Only the lines from the one containing "One point per instance of the young" to the end of the material are to be copied, exactly and in full; images stay out.
++++ Exercise materials
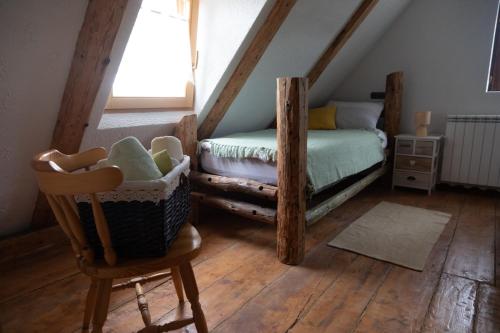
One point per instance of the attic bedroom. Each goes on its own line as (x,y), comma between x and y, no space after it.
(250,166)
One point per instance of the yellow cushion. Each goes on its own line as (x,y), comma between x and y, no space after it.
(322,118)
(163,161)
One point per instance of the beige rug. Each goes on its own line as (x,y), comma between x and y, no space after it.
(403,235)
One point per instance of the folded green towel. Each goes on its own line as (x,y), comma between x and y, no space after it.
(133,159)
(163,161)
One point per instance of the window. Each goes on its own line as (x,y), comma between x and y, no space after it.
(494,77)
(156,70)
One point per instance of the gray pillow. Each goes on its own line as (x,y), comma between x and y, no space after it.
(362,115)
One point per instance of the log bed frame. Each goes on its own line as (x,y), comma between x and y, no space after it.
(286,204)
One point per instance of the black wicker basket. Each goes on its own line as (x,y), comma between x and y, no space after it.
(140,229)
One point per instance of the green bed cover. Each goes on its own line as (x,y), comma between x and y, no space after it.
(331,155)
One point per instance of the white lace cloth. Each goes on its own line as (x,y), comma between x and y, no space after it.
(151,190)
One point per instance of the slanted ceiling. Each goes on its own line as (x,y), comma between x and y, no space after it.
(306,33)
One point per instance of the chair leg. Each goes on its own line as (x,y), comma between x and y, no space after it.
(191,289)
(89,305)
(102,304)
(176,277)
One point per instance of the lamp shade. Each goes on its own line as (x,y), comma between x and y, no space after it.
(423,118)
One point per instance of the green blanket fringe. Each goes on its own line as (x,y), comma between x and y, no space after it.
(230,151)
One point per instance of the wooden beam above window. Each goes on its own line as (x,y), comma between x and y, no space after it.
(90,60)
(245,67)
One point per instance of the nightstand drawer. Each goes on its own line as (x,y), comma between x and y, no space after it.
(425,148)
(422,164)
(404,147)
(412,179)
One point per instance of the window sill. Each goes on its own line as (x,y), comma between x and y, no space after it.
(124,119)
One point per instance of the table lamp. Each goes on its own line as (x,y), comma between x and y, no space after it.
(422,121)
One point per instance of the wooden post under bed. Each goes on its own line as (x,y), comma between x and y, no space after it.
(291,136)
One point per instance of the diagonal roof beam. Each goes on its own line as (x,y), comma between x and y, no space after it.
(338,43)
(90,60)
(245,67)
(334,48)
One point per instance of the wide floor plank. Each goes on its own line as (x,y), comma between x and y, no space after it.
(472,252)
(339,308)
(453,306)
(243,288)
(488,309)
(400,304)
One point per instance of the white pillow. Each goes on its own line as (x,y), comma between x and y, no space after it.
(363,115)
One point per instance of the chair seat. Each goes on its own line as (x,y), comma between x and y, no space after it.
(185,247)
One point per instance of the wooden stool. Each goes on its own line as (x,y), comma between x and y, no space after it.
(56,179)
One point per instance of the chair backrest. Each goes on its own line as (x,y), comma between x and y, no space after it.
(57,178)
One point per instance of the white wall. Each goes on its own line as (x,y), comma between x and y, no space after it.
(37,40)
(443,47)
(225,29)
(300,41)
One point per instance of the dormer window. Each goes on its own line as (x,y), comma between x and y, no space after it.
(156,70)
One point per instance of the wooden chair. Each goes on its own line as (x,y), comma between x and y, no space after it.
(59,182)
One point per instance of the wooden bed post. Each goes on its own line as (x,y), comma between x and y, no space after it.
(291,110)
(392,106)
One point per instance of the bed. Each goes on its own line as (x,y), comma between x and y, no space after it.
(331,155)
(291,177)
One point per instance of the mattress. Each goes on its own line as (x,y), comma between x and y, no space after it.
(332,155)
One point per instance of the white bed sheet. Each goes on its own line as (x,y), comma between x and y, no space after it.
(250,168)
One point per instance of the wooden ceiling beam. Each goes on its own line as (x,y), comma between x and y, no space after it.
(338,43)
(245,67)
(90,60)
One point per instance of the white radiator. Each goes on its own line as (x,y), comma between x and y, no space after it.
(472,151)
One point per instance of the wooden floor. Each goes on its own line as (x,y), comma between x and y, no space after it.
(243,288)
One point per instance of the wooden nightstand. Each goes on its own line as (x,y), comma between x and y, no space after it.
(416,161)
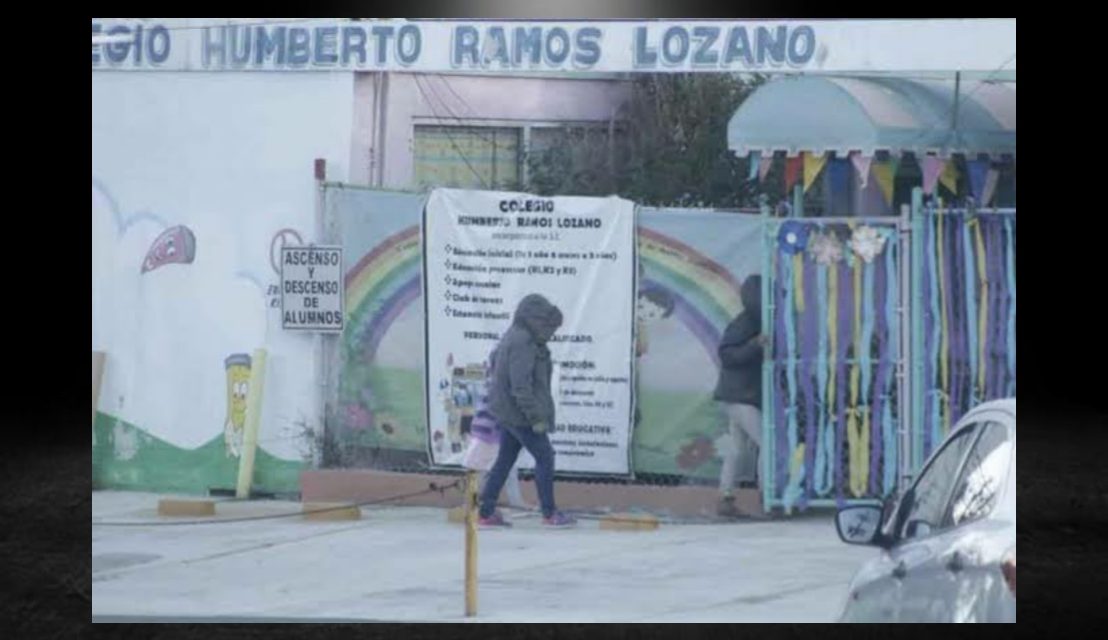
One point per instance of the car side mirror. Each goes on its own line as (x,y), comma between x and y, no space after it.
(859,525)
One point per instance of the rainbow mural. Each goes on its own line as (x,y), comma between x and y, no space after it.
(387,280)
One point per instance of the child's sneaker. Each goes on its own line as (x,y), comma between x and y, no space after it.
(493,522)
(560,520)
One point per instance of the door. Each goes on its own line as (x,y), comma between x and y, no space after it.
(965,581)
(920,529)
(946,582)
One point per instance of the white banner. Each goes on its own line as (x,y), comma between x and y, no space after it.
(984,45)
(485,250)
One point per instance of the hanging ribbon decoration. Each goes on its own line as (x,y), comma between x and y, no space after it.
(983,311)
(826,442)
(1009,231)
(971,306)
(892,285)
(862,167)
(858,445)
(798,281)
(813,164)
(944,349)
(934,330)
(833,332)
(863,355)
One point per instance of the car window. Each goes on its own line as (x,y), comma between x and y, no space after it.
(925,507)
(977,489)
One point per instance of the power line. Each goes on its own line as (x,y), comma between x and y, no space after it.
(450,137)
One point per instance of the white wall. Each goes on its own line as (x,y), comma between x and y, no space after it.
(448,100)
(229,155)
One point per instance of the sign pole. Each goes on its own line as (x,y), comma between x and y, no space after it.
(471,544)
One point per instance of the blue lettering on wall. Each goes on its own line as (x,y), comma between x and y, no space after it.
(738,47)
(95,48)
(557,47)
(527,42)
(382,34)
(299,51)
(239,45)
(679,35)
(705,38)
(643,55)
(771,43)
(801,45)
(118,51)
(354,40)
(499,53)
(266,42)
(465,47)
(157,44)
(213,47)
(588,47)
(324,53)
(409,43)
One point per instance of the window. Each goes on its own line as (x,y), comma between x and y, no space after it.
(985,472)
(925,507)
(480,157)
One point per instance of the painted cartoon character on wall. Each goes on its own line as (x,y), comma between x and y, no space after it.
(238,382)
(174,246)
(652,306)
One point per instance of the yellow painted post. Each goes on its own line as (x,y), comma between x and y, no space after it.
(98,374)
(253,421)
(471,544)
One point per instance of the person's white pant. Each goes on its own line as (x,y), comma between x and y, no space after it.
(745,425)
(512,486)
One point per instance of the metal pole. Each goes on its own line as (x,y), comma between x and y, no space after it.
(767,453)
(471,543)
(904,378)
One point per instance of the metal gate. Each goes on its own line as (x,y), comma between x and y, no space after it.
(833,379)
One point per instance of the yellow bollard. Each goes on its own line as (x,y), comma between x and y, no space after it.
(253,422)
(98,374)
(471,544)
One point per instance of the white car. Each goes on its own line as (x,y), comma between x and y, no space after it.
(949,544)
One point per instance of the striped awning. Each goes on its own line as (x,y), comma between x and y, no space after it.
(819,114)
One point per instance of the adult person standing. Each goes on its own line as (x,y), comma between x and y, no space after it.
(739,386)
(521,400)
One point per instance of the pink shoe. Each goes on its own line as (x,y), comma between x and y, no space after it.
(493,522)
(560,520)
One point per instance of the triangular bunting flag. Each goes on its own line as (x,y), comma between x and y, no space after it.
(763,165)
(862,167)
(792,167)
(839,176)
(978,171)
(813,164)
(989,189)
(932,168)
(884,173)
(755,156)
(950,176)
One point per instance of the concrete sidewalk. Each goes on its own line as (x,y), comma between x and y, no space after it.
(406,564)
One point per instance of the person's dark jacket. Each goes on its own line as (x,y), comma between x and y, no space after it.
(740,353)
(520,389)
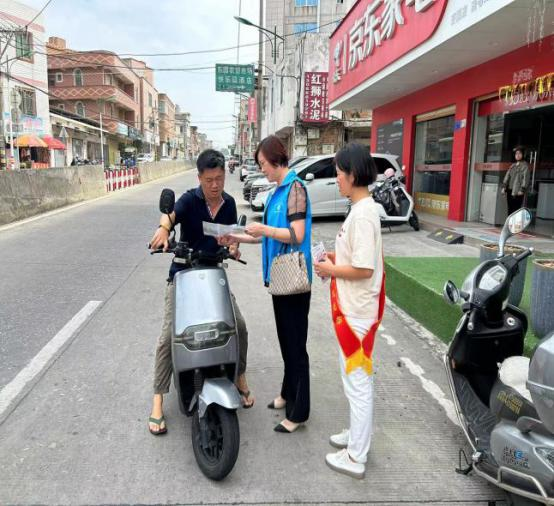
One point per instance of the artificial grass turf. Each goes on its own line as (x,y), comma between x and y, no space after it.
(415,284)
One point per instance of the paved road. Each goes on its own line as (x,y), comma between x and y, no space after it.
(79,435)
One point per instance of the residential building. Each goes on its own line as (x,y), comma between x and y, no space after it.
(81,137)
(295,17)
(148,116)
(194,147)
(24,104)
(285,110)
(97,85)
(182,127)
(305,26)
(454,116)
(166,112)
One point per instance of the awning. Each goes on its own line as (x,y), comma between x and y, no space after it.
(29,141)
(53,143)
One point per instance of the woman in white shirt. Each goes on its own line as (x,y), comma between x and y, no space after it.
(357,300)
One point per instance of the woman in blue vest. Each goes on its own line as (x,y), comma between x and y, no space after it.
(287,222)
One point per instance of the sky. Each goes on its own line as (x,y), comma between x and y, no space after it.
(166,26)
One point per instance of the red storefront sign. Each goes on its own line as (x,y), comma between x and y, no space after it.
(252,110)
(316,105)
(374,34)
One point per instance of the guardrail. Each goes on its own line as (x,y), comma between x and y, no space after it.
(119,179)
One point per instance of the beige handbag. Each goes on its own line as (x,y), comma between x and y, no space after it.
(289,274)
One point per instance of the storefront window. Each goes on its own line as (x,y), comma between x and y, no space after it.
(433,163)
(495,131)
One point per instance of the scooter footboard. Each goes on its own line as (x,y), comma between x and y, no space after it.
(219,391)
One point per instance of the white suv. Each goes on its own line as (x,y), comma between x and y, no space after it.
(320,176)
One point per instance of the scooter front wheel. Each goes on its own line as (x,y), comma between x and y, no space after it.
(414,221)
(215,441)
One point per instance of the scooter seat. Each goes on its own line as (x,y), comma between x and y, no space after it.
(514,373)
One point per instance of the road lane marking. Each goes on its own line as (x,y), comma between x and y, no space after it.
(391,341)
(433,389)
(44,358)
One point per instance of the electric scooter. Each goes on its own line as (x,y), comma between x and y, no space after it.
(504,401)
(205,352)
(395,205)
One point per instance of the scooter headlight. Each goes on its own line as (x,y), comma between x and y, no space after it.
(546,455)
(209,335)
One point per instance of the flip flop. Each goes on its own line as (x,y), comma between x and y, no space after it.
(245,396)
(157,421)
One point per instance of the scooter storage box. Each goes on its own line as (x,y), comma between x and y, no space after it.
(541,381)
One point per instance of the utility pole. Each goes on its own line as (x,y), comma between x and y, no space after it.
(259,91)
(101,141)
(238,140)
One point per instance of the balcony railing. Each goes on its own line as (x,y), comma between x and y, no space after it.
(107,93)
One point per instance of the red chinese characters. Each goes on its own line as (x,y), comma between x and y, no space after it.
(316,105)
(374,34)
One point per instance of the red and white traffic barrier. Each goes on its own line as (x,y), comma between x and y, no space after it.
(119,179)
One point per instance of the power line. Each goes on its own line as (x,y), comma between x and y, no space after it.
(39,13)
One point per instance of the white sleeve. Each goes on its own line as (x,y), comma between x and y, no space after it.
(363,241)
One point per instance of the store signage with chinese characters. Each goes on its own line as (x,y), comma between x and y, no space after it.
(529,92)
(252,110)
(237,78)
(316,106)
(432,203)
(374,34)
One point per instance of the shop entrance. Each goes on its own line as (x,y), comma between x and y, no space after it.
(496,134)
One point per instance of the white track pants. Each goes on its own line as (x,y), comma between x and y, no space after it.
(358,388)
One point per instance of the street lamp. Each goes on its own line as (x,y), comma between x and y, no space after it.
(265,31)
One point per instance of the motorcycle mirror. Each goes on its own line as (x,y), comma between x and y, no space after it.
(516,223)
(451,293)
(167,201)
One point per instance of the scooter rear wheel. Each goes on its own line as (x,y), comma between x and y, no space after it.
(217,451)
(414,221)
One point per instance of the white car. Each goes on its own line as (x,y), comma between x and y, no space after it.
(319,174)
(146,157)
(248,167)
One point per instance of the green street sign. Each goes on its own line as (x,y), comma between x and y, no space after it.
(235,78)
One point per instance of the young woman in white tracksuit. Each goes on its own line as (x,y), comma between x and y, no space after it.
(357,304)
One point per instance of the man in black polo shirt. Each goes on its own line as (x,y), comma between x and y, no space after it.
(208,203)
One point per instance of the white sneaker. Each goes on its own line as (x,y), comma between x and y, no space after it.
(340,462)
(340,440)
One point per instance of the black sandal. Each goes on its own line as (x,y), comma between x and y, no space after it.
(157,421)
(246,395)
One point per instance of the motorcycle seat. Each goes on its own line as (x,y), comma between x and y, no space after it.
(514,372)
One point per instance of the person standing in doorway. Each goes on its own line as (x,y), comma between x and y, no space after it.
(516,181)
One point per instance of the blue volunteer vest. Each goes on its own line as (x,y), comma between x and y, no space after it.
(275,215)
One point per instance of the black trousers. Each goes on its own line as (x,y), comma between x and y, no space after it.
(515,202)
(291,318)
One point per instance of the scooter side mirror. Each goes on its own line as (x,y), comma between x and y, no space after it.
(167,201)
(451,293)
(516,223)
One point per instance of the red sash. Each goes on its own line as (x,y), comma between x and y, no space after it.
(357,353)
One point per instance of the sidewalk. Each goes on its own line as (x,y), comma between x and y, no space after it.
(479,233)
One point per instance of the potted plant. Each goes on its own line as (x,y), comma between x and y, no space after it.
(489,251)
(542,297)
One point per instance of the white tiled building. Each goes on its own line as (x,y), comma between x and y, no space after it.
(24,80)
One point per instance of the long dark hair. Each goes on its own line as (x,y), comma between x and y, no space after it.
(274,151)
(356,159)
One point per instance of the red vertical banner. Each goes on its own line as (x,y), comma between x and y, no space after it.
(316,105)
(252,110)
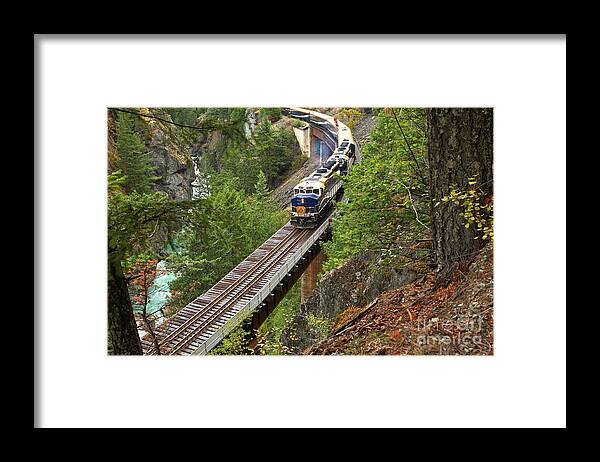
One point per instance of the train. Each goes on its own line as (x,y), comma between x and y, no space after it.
++++++++
Reply to the task:
One point per instance of the young woman in white tracksuit. Each goes on its own line as (x,y), comma between x and y, no space after it.
(357,304)
One point per instance of the man in black polo shirt. Each goes on its own line as (x,y), comma between x and y, no space after it.
(208,203)
One point per instance of the white sneaker. Each goes on its own line as (x,y), comma between x and y, no space after it.
(340,462)
(340,440)
One point per instance of the black sandal. Each goes on its own line as (x,y), comma between x and y, no space after it.
(157,421)
(246,395)
One point per instance of the motorcycle seat. Each goes on its own line as (x,y), comma between x and y, no space after it.
(514,372)
One point per instance of the person standing in doorway. Each goes on its own line as (x,y), comma between x and y, no space after it.
(516,181)
One point per instance of the blue volunteer vest. Each goes on its own line as (x,y), comma between x and y, no space after it.
(275,215)
One point per instance of the black trousers. Each goes on its own line as (x,y), comma between x and y, no space after it.
(515,202)
(291,318)
One point per instance of the scooter side mirror. Each goes on its own line as (x,y), comma between x and y, no space after it.
(167,201)
(451,293)
(516,223)
One point per instance of the red sash. Each goes on its own line as (x,y), comma between x and y, no space after it.
(357,353)
One point per instance of the sidewalk. Each goes on its own line as (x,y), comma between x and y, no space after it.
(479,233)
One point per instance of the potted plant. Each goes on its own line as (x,y), comma between x and y, no space after it.
(489,251)
(542,297)
One point per instance of the white tiled building. Each goes on its own line as (x,y), comma between x and y, no space after it.
(24,80)
One point per instance of the long dark hair. Each goes on its own line as (x,y), comma between x and y, no space after it.
(274,151)
(356,159)
One point per instance of the red vertical banner. Each goes on its own line as (x,y), comma between x and y, no space after it.
(316,105)
(252,110)
One point per instance of the train. Each goes on its own line as (x,y), comma between x and y, no space after it.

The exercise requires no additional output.